_Activity 1_. In the BAFTA article, how old was John Davidson when he was diagnosed with Tourette's?
_Activity 2_. Name every person mentioned by name in the BAFTA article.
_Activity 3_. Reproduce the passage of the BAFTA article that starts at the words "As Sinners stars" and stops after "a screen backstage.".

_Text block_.
___

Black people with Tourette’s have spoken out after the N-word was shouted at the BAFTAs.

The 2026 BAFTA Awards were meant to be a night of celebration, particularly for I Swear, a critically acclaimed British film about a Scottish man’s lifelong struggle with Tourette’s syndrome.

Instead, the ceremony has become the centre of a raw, urgent conversation about race, disability, and what happens when two forms of human vulnerability collide in the most public way imaginable.

The moment that sparked it all came early in the night.

As Sinners stars Michael B. Jordan and Delroy Lindo, both Black men, took the stage at London’s Royal Festival Hall to present the award for Best Visual Effects, a voice rang out from the audience shouting the N-word.

The source was John Davidson, the Tourette’s campaigner whose life inspired the very film being celebrated.

Davidson was diagnosed with Tourette’s when he was 25, and his symptoms, including coprolalia, the involuntary utterance of socially inappropriate words or slur, had been audible several times already that evening, per Out Magazine.

He later left the auditorium of his own accord, watching the rest of the show on a screen backstage.

The BBC, broadcasting the show on a two-hour tape delay, did not edit out the slur. Both BAFTA and the BBC subsequently apologized.

But it was the voices of Black people with Tourette’s syndrome that offered some of the most powerful and complicated responses.

The 2026 BAFTA Awards have caused controversy. Credit: Adobe Stock

The broader backlash

Not everyone was able to extend compassion in two directions at once. Jamie Foxx commented that Davidson ‘meant that s***,’ while radio host Charlamagne tha God said it was ‘just convenient he saved his most offensive outburst for Black people.’

Journalist Jemele Hill wrote that “Black people are just supposed to be ok with being disrespected and dehumanised so that other people don’t feel bad,” for Fox News.

These reactions are understandable. The N-word is not merely offensive language; it is a word freighted with centuries of violence and dehumanisation.

Hearing it shouted in a public room at two Black men who were doing nothing but presenting an award is viscerally painful, regardless of the source.

As one Variety commentator who identifies as Black and Puerto Rican wrote: “The N-word is not merely ‘strong language.’ It is a brutal slur tied to enslavement, violence and dehumanization, and it is still weaponized today.

“For Black artists… hearing it in that setting, and then watching it be broadcast into homes, turned into a meme and shared on social media, carries a weight that does not disappear simply because the source lacked intent.”

But disability advocates, including Black ones, pushed back on the assumptions embedded in some of the outrage.

Tourette’s advocate Marc Giguere wrote on social media: “Coprolalia is a debilitating and life-disrupting condition I wouldn’t even wish on my worst enemy. You know how mad you are about the BAFTA situation? Imagine everyone around you is that mad at you all the time, every day, in every situation, every time you leave the house,” per Newsweek.

Michael B. Jordan at BAFTAs
Sinners stars Michael B. Jordan and Delroy Lindo, both Black men, took the stage at London’s Royal Festival Hall to present the award for Best Visual Effects. Credit: BBC

What BAFTA and the BBC got wrong

Whatever one concludes about Davidson’s tics, the institutional failures of the evening are harder to defend.

___

_Data for analysis_.
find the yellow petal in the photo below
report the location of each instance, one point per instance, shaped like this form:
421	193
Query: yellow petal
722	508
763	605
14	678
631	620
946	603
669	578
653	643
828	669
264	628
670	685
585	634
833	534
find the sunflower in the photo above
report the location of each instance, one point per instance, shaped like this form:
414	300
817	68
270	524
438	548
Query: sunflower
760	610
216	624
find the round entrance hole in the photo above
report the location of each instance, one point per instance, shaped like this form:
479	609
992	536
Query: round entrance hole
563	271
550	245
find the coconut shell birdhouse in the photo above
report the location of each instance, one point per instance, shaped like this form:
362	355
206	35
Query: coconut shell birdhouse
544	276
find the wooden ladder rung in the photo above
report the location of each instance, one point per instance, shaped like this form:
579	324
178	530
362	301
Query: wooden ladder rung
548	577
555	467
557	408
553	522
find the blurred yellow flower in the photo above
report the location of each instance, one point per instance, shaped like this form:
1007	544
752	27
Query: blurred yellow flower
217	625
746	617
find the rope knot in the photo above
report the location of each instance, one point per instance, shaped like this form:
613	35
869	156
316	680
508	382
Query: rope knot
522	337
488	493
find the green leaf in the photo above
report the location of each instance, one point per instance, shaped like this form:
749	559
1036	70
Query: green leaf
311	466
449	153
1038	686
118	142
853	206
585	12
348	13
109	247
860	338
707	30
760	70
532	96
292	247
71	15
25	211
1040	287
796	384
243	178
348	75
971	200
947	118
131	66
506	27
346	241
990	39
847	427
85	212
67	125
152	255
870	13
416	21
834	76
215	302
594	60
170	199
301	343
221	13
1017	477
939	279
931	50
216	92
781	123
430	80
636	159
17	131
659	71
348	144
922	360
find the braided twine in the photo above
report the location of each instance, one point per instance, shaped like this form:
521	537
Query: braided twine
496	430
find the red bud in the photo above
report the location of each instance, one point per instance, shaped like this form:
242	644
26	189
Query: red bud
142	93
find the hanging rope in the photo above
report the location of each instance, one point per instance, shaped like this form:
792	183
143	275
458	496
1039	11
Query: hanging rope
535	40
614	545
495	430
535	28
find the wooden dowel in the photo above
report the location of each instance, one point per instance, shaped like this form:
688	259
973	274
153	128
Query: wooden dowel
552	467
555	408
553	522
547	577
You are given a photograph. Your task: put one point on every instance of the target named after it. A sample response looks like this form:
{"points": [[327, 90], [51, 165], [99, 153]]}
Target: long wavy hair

___

_Answer section 1_. He was 25.

_Answer section 2_. Michael B. Jordan, Delroy Lindo, John Davidson, Jamie Foxx, Charlamagne tha God, Jemele Hill, Marc Giguere

_Answer section 3_.
As Sinners stars Michael B. Jordan and Delroy Lindo, both Black men, took the stage at London’s Royal Festival Hall to present the award for Best Visual Effects, a voice rang out from the audience shouting the N-word.

The source was John Davidson, the Tourette’s campaigner whose life inspired the very film being celebrated.

Davidson was diagnosed with Tourette’s when he was 25, and his symptoms, including coprolalia, the involuntary utterance of socially inappropriate words or slur, had been audible several times already that evening, per Out Magazine.

He later left the auditorium of his own accord, watching the rest of the show on a screen backstage.